Records for processing
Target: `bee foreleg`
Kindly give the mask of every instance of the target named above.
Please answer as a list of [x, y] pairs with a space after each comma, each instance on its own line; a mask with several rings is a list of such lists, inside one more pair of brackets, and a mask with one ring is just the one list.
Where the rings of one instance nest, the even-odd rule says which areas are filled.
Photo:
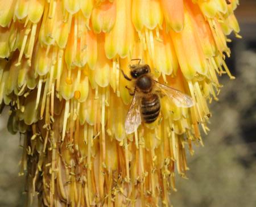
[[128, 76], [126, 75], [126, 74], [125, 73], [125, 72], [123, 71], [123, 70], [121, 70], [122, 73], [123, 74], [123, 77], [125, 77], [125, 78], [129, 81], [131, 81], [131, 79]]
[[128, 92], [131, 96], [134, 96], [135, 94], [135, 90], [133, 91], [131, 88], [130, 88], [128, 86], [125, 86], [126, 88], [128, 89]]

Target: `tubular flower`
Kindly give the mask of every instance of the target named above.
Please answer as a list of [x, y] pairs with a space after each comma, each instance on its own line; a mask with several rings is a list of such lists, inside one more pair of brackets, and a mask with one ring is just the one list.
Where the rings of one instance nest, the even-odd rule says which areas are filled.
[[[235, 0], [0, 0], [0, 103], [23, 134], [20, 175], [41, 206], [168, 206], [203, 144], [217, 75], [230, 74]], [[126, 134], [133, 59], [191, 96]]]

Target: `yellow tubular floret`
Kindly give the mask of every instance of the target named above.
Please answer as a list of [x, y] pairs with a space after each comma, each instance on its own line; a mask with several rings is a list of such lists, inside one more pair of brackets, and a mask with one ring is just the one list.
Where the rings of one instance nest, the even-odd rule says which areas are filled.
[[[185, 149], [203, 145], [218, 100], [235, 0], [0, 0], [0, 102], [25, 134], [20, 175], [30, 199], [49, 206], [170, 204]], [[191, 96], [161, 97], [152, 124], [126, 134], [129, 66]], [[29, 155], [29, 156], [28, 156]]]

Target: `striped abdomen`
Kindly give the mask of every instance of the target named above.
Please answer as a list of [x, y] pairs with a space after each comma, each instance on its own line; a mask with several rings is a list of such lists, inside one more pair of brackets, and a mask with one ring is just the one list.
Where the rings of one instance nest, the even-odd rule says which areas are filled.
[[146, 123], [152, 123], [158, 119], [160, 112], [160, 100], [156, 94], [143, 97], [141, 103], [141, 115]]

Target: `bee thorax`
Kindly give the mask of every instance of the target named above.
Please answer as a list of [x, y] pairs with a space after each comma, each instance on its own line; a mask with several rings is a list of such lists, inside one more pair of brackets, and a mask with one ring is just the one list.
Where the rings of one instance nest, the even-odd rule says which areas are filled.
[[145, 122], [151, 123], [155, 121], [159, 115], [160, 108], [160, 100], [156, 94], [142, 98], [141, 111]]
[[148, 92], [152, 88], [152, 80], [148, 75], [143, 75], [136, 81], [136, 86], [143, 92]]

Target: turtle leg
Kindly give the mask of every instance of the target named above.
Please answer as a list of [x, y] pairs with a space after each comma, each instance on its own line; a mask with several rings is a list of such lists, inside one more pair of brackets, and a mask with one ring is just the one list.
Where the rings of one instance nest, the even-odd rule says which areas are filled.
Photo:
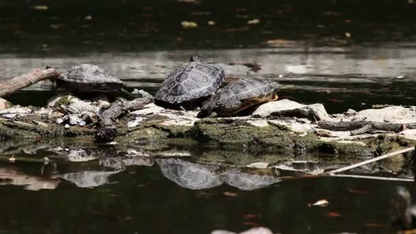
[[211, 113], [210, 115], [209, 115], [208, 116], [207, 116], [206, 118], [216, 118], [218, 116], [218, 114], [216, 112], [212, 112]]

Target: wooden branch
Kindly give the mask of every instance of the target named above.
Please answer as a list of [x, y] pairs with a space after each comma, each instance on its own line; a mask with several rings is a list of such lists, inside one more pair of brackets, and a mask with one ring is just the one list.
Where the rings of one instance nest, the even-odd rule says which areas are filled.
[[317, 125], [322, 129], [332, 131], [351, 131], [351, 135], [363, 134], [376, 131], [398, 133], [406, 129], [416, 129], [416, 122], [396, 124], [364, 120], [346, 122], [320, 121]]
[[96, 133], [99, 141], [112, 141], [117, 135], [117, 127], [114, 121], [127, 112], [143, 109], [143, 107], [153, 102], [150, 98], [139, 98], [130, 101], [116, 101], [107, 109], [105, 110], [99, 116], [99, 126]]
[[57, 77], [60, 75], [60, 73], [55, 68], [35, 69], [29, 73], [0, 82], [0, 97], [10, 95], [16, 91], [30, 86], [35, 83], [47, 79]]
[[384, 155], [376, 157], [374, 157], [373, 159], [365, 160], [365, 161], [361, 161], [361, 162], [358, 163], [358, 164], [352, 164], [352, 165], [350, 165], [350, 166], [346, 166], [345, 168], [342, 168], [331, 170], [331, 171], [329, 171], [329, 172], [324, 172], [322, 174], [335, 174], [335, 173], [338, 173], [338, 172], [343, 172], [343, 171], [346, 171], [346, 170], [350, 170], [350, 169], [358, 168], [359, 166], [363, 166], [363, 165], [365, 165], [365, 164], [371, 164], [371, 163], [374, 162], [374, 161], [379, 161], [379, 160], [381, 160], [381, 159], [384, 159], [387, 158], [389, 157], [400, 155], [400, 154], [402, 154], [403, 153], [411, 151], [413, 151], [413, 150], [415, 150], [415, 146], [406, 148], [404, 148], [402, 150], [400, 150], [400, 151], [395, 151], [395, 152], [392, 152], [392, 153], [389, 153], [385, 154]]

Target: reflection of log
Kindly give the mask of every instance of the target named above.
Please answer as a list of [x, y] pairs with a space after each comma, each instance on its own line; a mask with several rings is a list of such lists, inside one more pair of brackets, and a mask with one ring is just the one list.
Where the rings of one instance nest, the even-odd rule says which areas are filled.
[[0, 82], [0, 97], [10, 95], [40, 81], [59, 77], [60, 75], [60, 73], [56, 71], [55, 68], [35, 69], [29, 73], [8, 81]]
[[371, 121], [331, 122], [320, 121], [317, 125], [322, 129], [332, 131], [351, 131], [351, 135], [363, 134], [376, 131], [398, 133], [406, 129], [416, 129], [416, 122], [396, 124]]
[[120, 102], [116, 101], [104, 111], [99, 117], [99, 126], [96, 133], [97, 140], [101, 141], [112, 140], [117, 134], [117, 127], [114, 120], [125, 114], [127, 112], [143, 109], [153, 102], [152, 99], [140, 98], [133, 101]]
* * *
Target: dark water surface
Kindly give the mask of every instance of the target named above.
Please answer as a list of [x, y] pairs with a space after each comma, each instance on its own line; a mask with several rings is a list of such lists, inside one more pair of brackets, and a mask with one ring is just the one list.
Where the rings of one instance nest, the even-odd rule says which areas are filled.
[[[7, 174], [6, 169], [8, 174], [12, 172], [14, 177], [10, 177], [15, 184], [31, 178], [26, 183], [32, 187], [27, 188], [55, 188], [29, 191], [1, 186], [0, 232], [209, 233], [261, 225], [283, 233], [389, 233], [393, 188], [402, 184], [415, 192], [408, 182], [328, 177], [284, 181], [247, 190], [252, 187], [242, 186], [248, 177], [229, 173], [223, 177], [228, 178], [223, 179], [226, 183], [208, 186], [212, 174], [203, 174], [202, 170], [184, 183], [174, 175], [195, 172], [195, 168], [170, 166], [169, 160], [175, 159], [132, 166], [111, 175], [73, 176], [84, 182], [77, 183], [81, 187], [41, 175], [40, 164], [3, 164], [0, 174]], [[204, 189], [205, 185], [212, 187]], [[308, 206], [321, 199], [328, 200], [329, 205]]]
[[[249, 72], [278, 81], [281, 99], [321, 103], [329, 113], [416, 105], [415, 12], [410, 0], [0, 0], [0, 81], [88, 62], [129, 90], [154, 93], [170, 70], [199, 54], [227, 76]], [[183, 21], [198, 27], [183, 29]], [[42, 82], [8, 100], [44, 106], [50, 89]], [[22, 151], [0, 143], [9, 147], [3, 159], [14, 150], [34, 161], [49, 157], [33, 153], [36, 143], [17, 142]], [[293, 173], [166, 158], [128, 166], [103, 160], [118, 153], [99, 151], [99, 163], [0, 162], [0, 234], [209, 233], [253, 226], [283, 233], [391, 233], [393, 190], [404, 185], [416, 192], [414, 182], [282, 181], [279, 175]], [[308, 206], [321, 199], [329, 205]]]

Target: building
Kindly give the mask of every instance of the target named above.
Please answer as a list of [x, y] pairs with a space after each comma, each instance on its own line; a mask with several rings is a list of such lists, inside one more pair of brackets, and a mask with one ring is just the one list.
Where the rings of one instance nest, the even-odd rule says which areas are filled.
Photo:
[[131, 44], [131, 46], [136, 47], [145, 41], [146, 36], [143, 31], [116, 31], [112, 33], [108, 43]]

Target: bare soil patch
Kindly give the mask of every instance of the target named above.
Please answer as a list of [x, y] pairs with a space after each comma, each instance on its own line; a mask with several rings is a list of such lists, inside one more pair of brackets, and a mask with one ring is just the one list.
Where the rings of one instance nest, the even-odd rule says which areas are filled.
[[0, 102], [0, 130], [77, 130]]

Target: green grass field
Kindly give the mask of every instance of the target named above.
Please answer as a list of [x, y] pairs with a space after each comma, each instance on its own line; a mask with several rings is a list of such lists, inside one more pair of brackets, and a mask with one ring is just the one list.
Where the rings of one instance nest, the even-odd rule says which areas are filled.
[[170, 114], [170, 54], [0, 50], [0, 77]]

Task
Give the rows between the line holding "Target: turtle leg" and the line holding "112], [212, 112]]", inclusive, as a numbered list with blank lines omitted. Leave the pictures out of the list.

The output
1. Target: turtle leg
2. Kindly give the mask of every instance of the target named above.
3. Please answer as a list of [x, y] pairs with a space after each comma, each instance on its own line; a mask with several rings is a list of such lists, inside one more pair of brackets, and a mask with one ring is just the one list.
4. Where the rings of one instance nest, the even-odd rule says which areas are filled.
5. Photo:
6. [[211, 113], [210, 115], [209, 115], [208, 116], [207, 116], [206, 118], [216, 118], [218, 116], [218, 114], [216, 112], [212, 112]]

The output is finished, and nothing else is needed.